» Passage provided:
**********

Page MenuHomePhabricator

Labs NFSv4/idmapd mess
Closed, ResolvedPublic

Description

I've been looking at the situation surrounding NFSv4 idmapping in Labs, because of the effects of T78076 and explanations that did not make sense to me.

It looks like the current situation is severly buggy and very messy due to multiple reasons:

  • idmapd in the kernel is enabled by default in kernels < 3.3 and disabled in kernels >= 3.3 (cf. Linux upstream commit). This means that the behavior across precise & trusty (and jessie) is different, which in turns means that half of the Labs fleet does idmapping and the other does not(!)
  • Moreover, there used to be an upstart script in our repository that explicitly disabled idmapping but this is not applied anymore. Confusingly enough, the upstart script was left over in our repository, although referenced from nowhere (I killed this). This seems to mostly be a pmtpa zone thing according to git log; however, a salt run across Labs revealed a single eqiad instance having this upstart script in place.
  • Even if that upstart script was applied, it would be broken anyway, as that sysfs setting needs to be applied before any mounts happen; a better strategy would have been to echo options nfs nfs4_disable_idmapping=1 > /etc/modprobe.d/nfs-disable-idmap, which is simpler to code anyway.

**********

» Available data:
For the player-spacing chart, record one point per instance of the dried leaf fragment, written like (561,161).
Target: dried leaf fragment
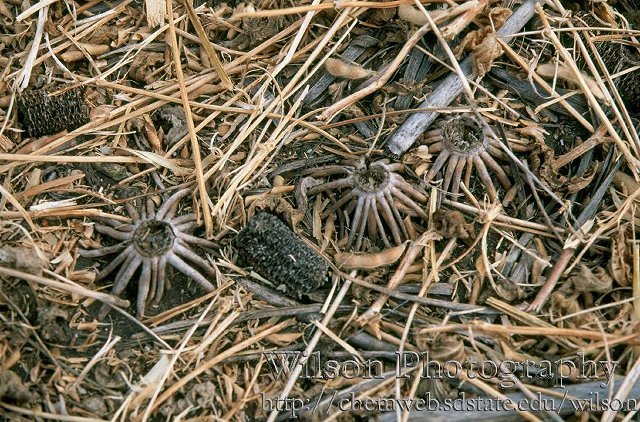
(345,70)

**********

» Work to be completed:
In the Labs NFSv4 idmapping text, rewrite the paragraph beginning "Moreover, there used to be an upstart script" as a shorter bulleted list that keeps its main facts. The listing is separate from the Labs NFSv4 idmapping text.

» The reply:
- An upstart script in the repository once explicitly disabled idmapping, but it is no longer applied.
- The script stayed in the repository even though nothing referenced it, and the writer removed it.
- According to git log it was mostly a pmtpa zone matter, yet a salt run across Labs found one eqiad instance still had it in place.